──────── Recorded data ────────

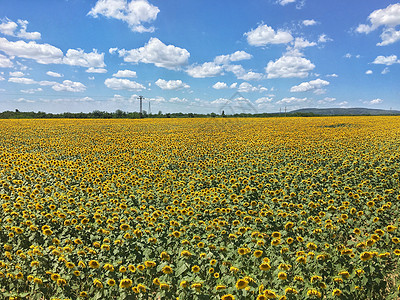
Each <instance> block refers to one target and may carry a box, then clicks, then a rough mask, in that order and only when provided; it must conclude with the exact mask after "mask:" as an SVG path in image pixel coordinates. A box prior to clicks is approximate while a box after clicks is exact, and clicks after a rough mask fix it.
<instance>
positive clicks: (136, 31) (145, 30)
mask: <svg viewBox="0 0 400 300" xmlns="http://www.w3.org/2000/svg"><path fill="white" fill-rule="evenodd" d="M159 12H160V10H159V9H158V7H156V6H154V5H152V4H150V3H149V2H147V0H132V1H130V2H129V1H127V0H99V1H97V3H96V5H95V6H94V7H93V8H92V9H91V10H90V12H89V13H88V15H90V16H93V17H95V18H97V16H98V15H103V16H105V17H107V18H114V19H117V20H121V21H123V22H126V23H127V24H128V25H129V27H130V28H131V30H132V31H136V32H153V31H154V27H149V28H146V27H144V26H143V23H150V22H152V21H154V20H155V19H156V18H157V14H158V13H159Z"/></svg>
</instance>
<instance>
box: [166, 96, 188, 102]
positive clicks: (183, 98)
mask: <svg viewBox="0 0 400 300" xmlns="http://www.w3.org/2000/svg"><path fill="white" fill-rule="evenodd" d="M169 102H171V103H183V102H188V100H187V99H186V98H179V97H173V98H170V99H169Z"/></svg>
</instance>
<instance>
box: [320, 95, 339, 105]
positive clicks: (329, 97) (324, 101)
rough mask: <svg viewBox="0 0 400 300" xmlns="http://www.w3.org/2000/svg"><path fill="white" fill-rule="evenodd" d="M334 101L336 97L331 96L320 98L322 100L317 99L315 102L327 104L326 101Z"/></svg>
mask: <svg viewBox="0 0 400 300" xmlns="http://www.w3.org/2000/svg"><path fill="white" fill-rule="evenodd" d="M334 101H336V98H333V97H325V98H324V99H322V100H318V101H317V103H318V104H327V103H331V102H334Z"/></svg>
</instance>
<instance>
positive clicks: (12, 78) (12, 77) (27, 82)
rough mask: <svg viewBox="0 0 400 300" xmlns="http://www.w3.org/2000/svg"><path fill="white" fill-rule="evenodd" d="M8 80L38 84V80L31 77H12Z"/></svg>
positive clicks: (22, 83) (24, 83)
mask: <svg viewBox="0 0 400 300" xmlns="http://www.w3.org/2000/svg"><path fill="white" fill-rule="evenodd" d="M8 82H13V83H20V84H37V82H36V81H35V80H33V79H31V78H26V77H10V78H9V79H8Z"/></svg>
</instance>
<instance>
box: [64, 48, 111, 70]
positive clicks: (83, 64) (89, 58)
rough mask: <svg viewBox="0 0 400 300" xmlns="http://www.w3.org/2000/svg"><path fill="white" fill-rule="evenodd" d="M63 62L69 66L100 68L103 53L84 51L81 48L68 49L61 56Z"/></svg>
mask: <svg viewBox="0 0 400 300" xmlns="http://www.w3.org/2000/svg"><path fill="white" fill-rule="evenodd" d="M63 63H64V64H67V65H71V66H80V67H87V68H90V67H93V68H102V67H104V66H105V64H104V53H97V50H96V49H93V52H90V53H85V52H84V51H83V50H82V49H69V50H68V51H67V54H66V55H65V57H64V58H63Z"/></svg>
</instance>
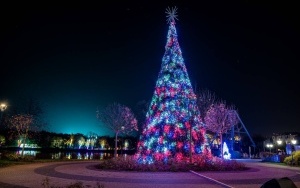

────────

Transcribe the listing verbatim from its first line through the line containing "positive clicks: (136, 31) (145, 30)", both ends included. Omit the pictures.

#### Answer for the task:
Each <instance> block refers to one target and may carry a box, then clicks, then a rough mask, in that order and only when provided; it must conclude with the exact mask after "mask:" as an SVG path in image pixel coordinates. A box prior to clicks is approximate while a box after clicks is exact, and clicks after a rough mask fix it.
<instance>
positive clicks: (136, 31) (145, 30)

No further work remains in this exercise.